Point-per-instance localization data
------------------------------------------------------------------------

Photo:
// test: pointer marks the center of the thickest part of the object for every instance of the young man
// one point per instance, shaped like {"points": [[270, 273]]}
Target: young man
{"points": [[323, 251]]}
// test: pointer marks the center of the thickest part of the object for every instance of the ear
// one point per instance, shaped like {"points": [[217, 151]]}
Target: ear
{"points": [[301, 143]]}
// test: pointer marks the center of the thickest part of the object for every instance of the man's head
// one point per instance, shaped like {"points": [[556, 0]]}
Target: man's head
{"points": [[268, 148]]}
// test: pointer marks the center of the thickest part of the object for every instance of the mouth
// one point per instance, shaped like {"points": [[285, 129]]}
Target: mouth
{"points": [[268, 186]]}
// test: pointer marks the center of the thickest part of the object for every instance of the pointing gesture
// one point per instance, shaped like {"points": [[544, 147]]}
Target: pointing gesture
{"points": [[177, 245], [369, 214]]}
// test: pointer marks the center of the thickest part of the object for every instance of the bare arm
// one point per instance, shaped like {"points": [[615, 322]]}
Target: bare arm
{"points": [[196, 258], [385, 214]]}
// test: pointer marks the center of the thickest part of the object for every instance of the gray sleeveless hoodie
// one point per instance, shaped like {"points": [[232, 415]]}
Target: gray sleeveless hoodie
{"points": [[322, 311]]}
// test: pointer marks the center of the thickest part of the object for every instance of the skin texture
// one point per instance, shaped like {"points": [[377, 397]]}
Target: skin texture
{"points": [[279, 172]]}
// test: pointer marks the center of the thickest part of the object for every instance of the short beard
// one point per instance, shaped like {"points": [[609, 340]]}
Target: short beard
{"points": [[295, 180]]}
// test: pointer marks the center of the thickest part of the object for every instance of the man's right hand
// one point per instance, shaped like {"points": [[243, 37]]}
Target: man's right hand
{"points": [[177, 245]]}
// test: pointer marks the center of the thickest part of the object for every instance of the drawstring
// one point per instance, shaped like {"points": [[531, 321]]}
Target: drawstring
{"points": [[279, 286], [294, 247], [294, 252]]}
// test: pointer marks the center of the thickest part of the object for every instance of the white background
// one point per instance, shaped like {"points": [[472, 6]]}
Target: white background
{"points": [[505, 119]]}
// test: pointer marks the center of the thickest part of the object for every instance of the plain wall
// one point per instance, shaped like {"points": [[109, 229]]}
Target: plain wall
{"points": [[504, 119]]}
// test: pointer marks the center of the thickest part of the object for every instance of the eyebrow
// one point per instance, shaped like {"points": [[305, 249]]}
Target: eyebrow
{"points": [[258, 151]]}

------------------------------------------------------------------------

§ **What to work on**: Please return all of the entries shown above, exactly as they stand.

§ **Response to the task**:
Photo:
// test: pointer marks the center of the thickest part of the object for every instance of the young man
// one point per instance, shaped like {"points": [[270, 273]]}
Target: young man
{"points": [[323, 251]]}
// test: pointer marks the center of the thickest part of the object for every instance of the ear
// one point per instance, shaped like {"points": [[217, 151]]}
Target: ear
{"points": [[301, 143]]}
// test: pointer marks the center of the thickest part of the object for every instance of the man's head
// one point per instance, shaped like {"points": [[556, 0]]}
Target: man's head
{"points": [[268, 148]]}
// test: pointer marks the center of the thickest part of the object for every instance of the mouth
// one point per instance, shaped like {"points": [[285, 129]]}
Target: mouth
{"points": [[268, 186]]}
// test: pointer marks the center of the thickest part of the object for every instance of the pointing gesture
// one point per instance, shaped like {"points": [[544, 147]]}
Target: pointing gesture
{"points": [[177, 245], [369, 214]]}
// test: pointer marks the center of the thickest part of the object for every instance of the bare arm
// one point per instance, shaped like {"points": [[615, 322]]}
Target: bare arm
{"points": [[196, 258], [385, 214]]}
// test: pointer marks the center of the thickest part of the object for every instance of the gray sleeveless hoodie
// one point per instance, shaped like {"points": [[232, 415]]}
Target: gray sleeveless hoodie
{"points": [[322, 311]]}
// test: pointer marks the center of the thickest part of the object for every instance of the skin texture
// one point per instance, shaped like {"points": [[377, 397]]}
Target: skin texture
{"points": [[279, 172]]}
// test: pointer marks the center of the thickest part of the object for every instance of the short beard
// one point per instance, shaped like {"points": [[609, 340]]}
Target: short beard
{"points": [[295, 180]]}
// test: pointer marks the center of the thickest part of the object for every instance of the man's right hand
// one point per instance, shaped like {"points": [[243, 37]]}
Target: man's right hand
{"points": [[177, 245]]}
// test: pointer marks the center of the thickest part of the object for every instance of the drawstring
// one point per instance, shaped like {"points": [[531, 321]]}
Target: drawstring
{"points": [[279, 286], [294, 247], [294, 252]]}
// test: pointer marks the center of the thickest part of the object for every instance of the white background
// one point per instance, shaped like {"points": [[472, 6]]}
Target: white background
{"points": [[505, 119]]}
// test: pointer marks the center of the thickest part of the object for every instance of the plain wall
// one point per instance, shaped like {"points": [[109, 229]]}
Target: plain wall
{"points": [[504, 119]]}
// test: pointer marks the center of the thickest part of the object for every instance of the eyebrow
// one point per instance, shaped like {"points": [[305, 249]]}
Target: eyebrow
{"points": [[258, 151]]}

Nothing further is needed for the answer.